* start Document *

Keywords

1 Background of Bridge Screening by Drive-By Inspection

1.1 The Necessary of Digital Twin Bridge

Digital twin of infrastructure has a capacity to realize the data driven maintenance, the prediction of several future status and co-creation of new value with a different fields engineer. For example in Japan, the regular inspection for bridge can use drone or sensors instead of only direct visual method since 2022. The drone can capture the anomaly on surface with a detail by making 3D models and the sensors can detect the damage within the structure. 3D models with mechanical signal data (acceleration, temperature and etc.…) which is often called as Cyber-Physical System can estimate the equation of motion. With time going, the change can be extrapolated, and the several future can simulate. Data gained from digital models and real can be provide the explainability to the data analysis using AI such as DNN, RNN and Reinforced Learning. This explainability is shared with the civil engineer and data analyst, and can promote the innovation. Thus, Digital Twin of infrastructure can be “common language” for engineers. Especially, this study tries to construct the digital twin of bridges.

The number of bridge is often larger than the other infrastructures and the measurement should be cost-saver. Drone flight is often disturbed by weather conditions or regulations. For the detection of structural damage, sensors has a potential, however, the sensor putting on bridge directly may be cost-labor. The installation cost can be expensive with sensor increasing and the wireless sensors has a trade-off about the power capacity and the performance (contains sample rate, data sending and etc…). Although the sensor on bridge is ordinary at age of IoT, the sensing with ease are necessary in the dawn of construction and practical use of Digital Twin bridges. This study focuses on Vehicle Response Analysis (VRA) and the screening technology by them.

* end Document *
* start Collected data *

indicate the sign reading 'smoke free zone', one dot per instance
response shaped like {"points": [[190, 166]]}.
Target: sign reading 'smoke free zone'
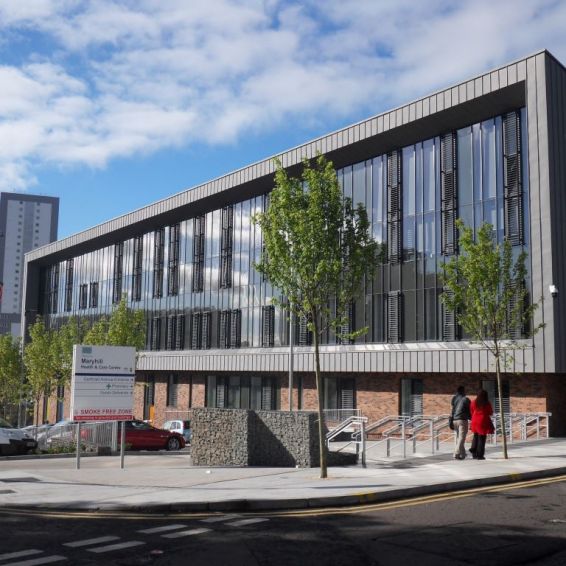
{"points": [[102, 386]]}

* end Collected data *

◆ **Short problem 1**
Do these statements agree with the bridge text? Answer yes or no for each, quoting the words from the text that decide it.
(a) In Japan, regular bridge inspections have been allowed to use drones or sensors since 2022.
(b) Drone flight is seldom affected by weather conditions or regulations.
(c) The study focuses on Vehicle Response Analysis.
◆ **Short problem 2**
Copy the bridge text word for word from "The number of" to "technology by them.".
The data comes from a different source than the bridge text.

◆ **Finished answer 1**
(a) Yes: "the regular inspection for bridge can use drone or sensors instead of only direct visual method since 2022"
(b) No: "Drone flight is often disturbed by weather conditions or regulations."
(c) Yes: "This study focuses on Vehicle Response Analysis (VRA) and the screening technology by them."

◆ **Finished answer 2**
The number of bridge is often larger than the other infrastructures and the measurement should be cost-saver. Drone flight is often disturbed by weather conditions or regulations. For the detection of structural damage, sensors has a potential, however, the sensor putting on bridge directly may be cost-labor. The installation cost can be expensive with sensor increasing and the wireless sensors has a trade-off about the power capacity and the performance (contains sample rate, data sending and etc…). Although the sensor on bridge is ordinary at age of IoT, the sensing with ease are necessary in the dawn of construction and practical use of Digital Twin bridges. This study focuses on Vehicle Response Analysis (VRA) and the screening technology by them.